(Stored entries)
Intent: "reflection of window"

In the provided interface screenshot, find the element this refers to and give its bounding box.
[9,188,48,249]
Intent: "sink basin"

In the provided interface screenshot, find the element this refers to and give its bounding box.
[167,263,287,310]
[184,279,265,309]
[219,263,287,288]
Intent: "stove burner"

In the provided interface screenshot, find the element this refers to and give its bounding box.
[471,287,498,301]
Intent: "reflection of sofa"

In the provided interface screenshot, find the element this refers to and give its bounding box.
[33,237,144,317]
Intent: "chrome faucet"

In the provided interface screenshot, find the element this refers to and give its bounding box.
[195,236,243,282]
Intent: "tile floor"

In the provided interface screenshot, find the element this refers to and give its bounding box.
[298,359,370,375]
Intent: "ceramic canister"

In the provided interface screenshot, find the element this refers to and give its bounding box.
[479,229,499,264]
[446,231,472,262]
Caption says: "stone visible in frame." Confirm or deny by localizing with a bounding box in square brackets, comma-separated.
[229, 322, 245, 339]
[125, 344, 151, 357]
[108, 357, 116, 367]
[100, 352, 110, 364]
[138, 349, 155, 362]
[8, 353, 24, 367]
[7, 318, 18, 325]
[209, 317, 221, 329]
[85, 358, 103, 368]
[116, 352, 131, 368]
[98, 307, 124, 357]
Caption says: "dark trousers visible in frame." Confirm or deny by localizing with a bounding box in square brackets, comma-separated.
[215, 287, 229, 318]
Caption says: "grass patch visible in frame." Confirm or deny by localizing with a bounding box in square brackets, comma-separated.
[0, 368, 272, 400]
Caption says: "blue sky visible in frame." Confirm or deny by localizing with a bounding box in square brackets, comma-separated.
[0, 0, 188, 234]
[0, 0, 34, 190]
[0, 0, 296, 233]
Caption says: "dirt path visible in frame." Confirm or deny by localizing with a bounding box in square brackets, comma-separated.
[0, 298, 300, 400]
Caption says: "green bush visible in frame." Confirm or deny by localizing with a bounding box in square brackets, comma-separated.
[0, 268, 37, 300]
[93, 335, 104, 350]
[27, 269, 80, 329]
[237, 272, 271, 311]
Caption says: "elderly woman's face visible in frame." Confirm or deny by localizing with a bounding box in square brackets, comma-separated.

## Task to complete
How many lines of the records above contain the string "comma", counting case-sensitively? Reply with the number alone.

## Exercise output
7